Material:
"""
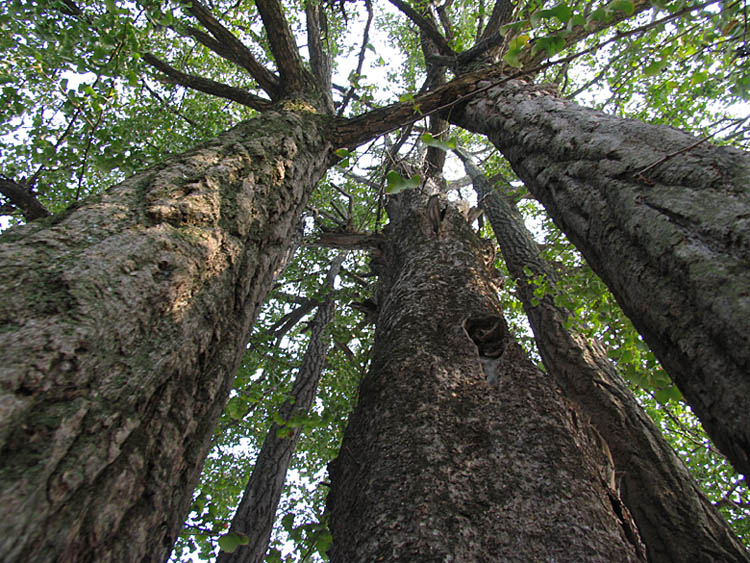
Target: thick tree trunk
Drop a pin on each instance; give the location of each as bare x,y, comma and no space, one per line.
257,510
124,320
672,240
675,519
439,465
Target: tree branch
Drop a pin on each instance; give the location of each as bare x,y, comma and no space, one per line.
427,26
21,197
501,14
285,51
208,86
360,60
320,61
228,46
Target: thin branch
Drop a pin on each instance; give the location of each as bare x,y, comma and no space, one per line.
208,86
293,74
21,196
427,26
166,105
227,45
354,131
320,61
501,14
360,60
641,175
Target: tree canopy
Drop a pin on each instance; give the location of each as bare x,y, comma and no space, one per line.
93,92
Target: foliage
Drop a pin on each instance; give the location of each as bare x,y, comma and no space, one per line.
79,110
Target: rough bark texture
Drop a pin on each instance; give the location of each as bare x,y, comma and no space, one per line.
671,241
257,510
124,320
22,198
438,465
675,519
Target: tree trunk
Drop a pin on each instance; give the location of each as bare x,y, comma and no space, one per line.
436,463
675,519
124,320
257,510
662,218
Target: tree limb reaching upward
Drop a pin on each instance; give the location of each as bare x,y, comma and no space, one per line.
208,86
227,45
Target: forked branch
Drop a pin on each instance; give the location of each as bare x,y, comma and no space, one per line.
207,86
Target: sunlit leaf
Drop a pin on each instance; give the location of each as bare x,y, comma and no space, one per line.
397,183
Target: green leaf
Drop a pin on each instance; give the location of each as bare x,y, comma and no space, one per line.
231,541
287,522
518,41
562,12
431,141
655,68
627,6
511,58
236,408
397,183
551,45
698,77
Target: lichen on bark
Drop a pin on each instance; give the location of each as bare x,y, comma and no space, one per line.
437,465
662,219
125,320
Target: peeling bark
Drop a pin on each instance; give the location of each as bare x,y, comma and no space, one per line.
671,241
124,320
438,465
675,519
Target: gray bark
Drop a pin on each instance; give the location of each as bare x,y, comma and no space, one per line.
124,320
437,464
675,519
671,241
257,510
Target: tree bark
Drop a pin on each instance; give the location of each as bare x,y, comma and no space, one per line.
257,510
662,218
124,320
437,464
675,519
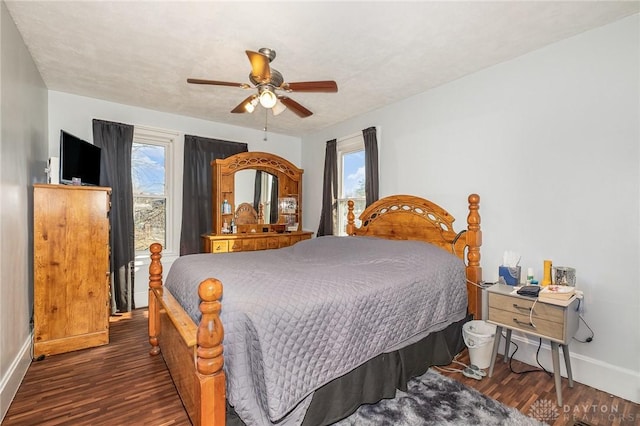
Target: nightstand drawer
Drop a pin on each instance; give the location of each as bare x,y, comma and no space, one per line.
520,321
522,306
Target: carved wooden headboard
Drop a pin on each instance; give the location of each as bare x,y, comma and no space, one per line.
407,217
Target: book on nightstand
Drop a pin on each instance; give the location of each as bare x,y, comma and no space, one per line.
557,292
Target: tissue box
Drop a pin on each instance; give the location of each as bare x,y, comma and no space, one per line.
510,275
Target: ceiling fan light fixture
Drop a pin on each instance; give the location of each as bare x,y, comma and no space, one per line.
251,106
268,99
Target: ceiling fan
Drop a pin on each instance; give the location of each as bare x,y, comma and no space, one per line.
268,81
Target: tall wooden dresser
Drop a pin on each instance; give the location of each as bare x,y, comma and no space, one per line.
71,268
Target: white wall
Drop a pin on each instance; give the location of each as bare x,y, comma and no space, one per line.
550,141
75,114
23,156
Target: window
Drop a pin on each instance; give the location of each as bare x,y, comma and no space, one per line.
152,201
351,180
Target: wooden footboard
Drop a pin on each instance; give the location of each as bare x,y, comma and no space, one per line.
193,354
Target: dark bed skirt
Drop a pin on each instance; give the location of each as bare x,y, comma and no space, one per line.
379,377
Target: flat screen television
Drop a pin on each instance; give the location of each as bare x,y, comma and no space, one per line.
78,159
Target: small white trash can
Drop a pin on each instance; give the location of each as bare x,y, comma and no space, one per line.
479,337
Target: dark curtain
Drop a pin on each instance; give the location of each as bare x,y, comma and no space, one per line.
116,141
196,187
371,165
329,189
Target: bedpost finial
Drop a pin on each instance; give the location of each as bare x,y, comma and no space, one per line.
210,290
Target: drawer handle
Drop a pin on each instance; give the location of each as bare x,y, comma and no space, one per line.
525,324
522,308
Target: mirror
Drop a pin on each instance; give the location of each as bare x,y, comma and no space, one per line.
245,188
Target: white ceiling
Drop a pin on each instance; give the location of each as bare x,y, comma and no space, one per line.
140,53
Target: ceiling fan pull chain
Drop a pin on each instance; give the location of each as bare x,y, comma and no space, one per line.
266,117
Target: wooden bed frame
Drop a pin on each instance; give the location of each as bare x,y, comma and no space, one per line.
194,353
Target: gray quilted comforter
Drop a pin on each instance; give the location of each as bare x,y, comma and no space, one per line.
298,317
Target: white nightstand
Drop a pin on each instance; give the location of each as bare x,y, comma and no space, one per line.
557,322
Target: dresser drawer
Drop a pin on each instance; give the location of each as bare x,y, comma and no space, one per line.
261,243
220,246
235,245
520,321
517,305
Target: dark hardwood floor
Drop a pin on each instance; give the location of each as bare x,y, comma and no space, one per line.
120,384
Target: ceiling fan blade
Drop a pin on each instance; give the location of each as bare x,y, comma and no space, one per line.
298,109
260,70
242,106
328,86
218,83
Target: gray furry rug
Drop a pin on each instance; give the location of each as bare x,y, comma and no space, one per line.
433,399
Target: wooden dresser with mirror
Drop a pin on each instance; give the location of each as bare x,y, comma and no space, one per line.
263,195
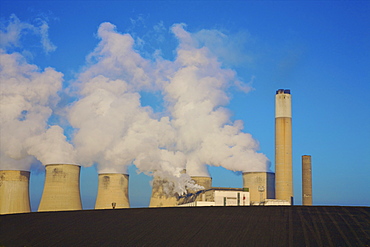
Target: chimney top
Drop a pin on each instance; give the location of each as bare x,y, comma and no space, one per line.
283,91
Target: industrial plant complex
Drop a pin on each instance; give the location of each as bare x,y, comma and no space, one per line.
62,182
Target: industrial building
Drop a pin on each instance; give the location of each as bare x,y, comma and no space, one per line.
61,188
14,192
112,191
216,197
283,146
62,181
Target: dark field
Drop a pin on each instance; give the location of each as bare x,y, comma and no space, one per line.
201,226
"""
Rewrite every line of the records above as a JSON array of strings, one string per line, skipping blank lines and omitting the picture lines.

Result:
[
  "Target: thick tree trunk",
  "Drop a pin on each instance; give the location of each as bare x,y, comma and no space, one per line.",
  "257,510",
  "124,320",
  "672,240",
  "675,519",
  "439,465",
  "Target: tree branch",
  "Drop a pin on each instance; give the location of each as bare x,y, comma and no space, one per line.",
  "427,26",
  "21,197",
  "501,14",
  "285,51",
  "208,86",
  "360,60",
  "320,61",
  "228,46",
  "Target: thin branch",
  "Drop a pin on each instance; give the location of each as bare x,y, comma and no space, one per line.",
  "208,86",
  "293,74",
  "21,196",
  "427,26",
  "166,105",
  "227,45",
  "354,131",
  "320,61",
  "501,14",
  "360,60",
  "641,175",
  "Target: tree canopy",
  "Drop a pin on each instance; give the location of each as bare x,y, comma and no space, one per line.",
  "93,92",
  "Target: foliage",
  "Drop a pin on each instance; give the location of each as bare x,y, comma and no space, one per line.",
  "79,110",
  "Target: rough bark texture",
  "Drop a pin on each instance; give the location of each as bare x,y, comma and no space, one per line.",
  "671,241",
  "257,510",
  "124,320",
  "22,198",
  "438,465",
  "675,519",
  "Target: tree trunk",
  "Drop a pin on each instance; give the location of each as bare x,y, comma and no space, one per line.",
  "436,463",
  "675,519",
  "124,320",
  "257,510",
  "662,218",
  "Target: tree limb reaching upward",
  "Drop a pin on each instance; give the location of each as bare x,y, comma and no space, one per line.",
  "208,86",
  "227,45",
  "Target: forked branch",
  "Drop a pin on each instance; give the location of each as bare x,y, comma and no space, one per line.",
  "207,86",
  "Target: sunlit leaf",
  "Drop a pin on each instance; give the location of each as bare x,y, comma and no space, one per line.",
  "397,183",
  "Target: green leaf",
  "Drop a pin on each instance; give the location of each as bare x,y, comma and no space, one per line.",
  "231,541",
  "287,522",
  "518,41",
  "562,12",
  "431,141",
  "655,68",
  "627,6",
  "511,58",
  "236,408",
  "397,183",
  "551,45",
  "698,77",
  "Target: lichen on bark",
  "Drop a pin on each instance; give the location of each as bare x,y, comma and no space, one per line.",
  "437,465",
  "662,219",
  "125,320",
  "Target: peeling bark",
  "Drop a pin on each instance; give the location of each as bare x,y, comma and no space, one per line.",
  "671,241",
  "124,320",
  "438,465",
  "675,519",
  "Target: gray bark",
  "Drop a pin on each instance; give the location of each as bare x,y, comma and no space, one per line.",
  "124,320",
  "437,464",
  "675,519",
  "671,241",
  "257,510",
  "Target: tree bark",
  "Drop a pin on each instance; give the location of each as bare x,y, comma and no space, one per line.",
  "257,510",
  "662,218",
  "124,320",
  "437,464",
  "675,519",
  "Target: nightstand drawer",
  "Drop a pin on each instance; give the location of each as bare x,y, comma and no space, one per line.",
  "520,321",
  "522,306",
  "Target: carved wooden headboard",
  "Drop a pin on each instance; give the location of each as bare x,y, comma and no space, one per line.",
  "407,217",
  "Target: book on nightstand",
  "Drop a pin on each instance; give the location of each as bare x,y, comma and no space, one per line.",
  "557,292",
  "Target: tissue box",
  "Drop a pin on each instance; give the location of each as bare x,y, comma and no space, one per line.",
  "510,275",
  "Target: ceiling fan light fixture",
  "Drop a pin on each instance; give the location of each as bare x,y, comma and no space, one per line.",
  "251,106",
  "268,99",
  "Target: ceiling fan",
  "Drop a pin on each instance; give the location of each as bare x,y, comma and no space, one per line.",
  "268,81",
  "Target: tall wooden dresser",
  "Drop a pin on each instance; give the location of each as bare x,y, comma and no space, one per line.",
  "71,268",
  "Target: white wall",
  "Drop a pin on each instance; give the location of each as bare x,y, comma and no space, one per line.",
  "550,141",
  "75,114",
  "23,156",
  "Target: window",
  "Drop a pin on each instance; give the location of each as bare x,y, comma and no space, one per line.",
  "152,201",
  "351,180",
  "Target: wooden footboard",
  "Drop a pin on each instance; give the location of each as bare x,y, comma and no space, one per line.",
  "193,354",
  "Target: dark bed skirt",
  "Drop a pin on each instance; give the location of each as bare x,y, comma and no space, one per line.",
  "379,377",
  "Target: flat screen television",
  "Drop a pin on each instance; give the location of each as bare x,y, comma and no space, one per line.",
  "78,159",
  "Target: small white trash can",
  "Drop a pin on each instance; give the location of each as bare x,y, comma and no space, one per line.",
  "479,337",
  "Target: dark curtain",
  "Drop a pin on each instance; give the location of each as bare x,y, comma and no space, one per line.",
  "116,141",
  "196,187",
  "371,165",
  "329,189",
  "Target: bedpost finial",
  "Drop a pin on each instance; give the location of each as bare x,y, comma and no space, one per line.",
  "210,290",
  "Target: drawer handle",
  "Drop a pin on each instance; give the location of each as bare x,y, comma and no space, one per line.",
  "525,324",
  "522,308",
  "Target: mirror",
  "Drop a pin on each instance; give the location of each as bare x,y, comma and no space, one per line.",
  "245,188",
  "Target: white ceiling",
  "Drop a pin on each instance; give the location of each as bare x,y, comma and no space, one per line.",
  "140,53",
  "Target: ceiling fan pull chain",
  "Drop a pin on each instance; give the location of each as bare x,y, comma and no space, one per line.",
  "266,117",
  "Target: wooden bed frame",
  "Drop a pin on each instance; give the location of each as bare x,y, comma and no space, one per line.",
  "194,353",
  "Target: gray quilted comforter",
  "Drop a pin on each instance; give the location of each as bare x,y, comma and no space, one per line.",
  "298,317",
  "Target: white nightstand",
  "Drop a pin on each instance; give the location of each as bare x,y, comma and no space, one per line.",
  "557,322",
  "Target: dresser drawer",
  "Drop a pin on each instance; give the location of each as bare x,y, comma and no space, one per line.",
  "261,243",
  "220,246",
  "235,245",
  "520,321",
  "517,305",
  "Target: dark hardwood floor",
  "Drop a pin on each instance; give the location of each as bare x,y, comma and no space, one per line.",
  "120,384",
  "Target: ceiling fan blade",
  "Drop a pin on each instance; give the location of each as bare x,y, comma and no space, one per line.",
  "298,109",
  "260,70",
  "242,106",
  "328,86",
  "218,83",
  "Target: gray furry rug",
  "Drop a pin on each instance; give the location of each as bare x,y, comma and no space, one per line.",
  "433,399",
  "Target: wooden dresser with mirror",
  "Drop a pin on each instance; give the location of each as bare x,y, comma and no space, one per line.",
  "263,195",
  "Target: chimney top",
  "Drop a pin on each instance; give the location of each as bare x,y, comma and no space, one per line.",
  "283,91",
  "Target: industrial plant complex",
  "Drop a pin on each instance; give the location of each as bare x,y, comma and no space, one per line.",
  "62,182",
  "Target: industrial building",
  "Drop a pin on each instance; give the location of each as bare x,y, comma and no space, one per line.",
  "61,188",
  "14,192",
  "112,191",
  "216,197",
  "283,146",
  "62,181",
  "Target: dark field",
  "Drop a pin on each instance; give the location of each as bare x,y, comma and no space, one per line.",
  "201,226"
]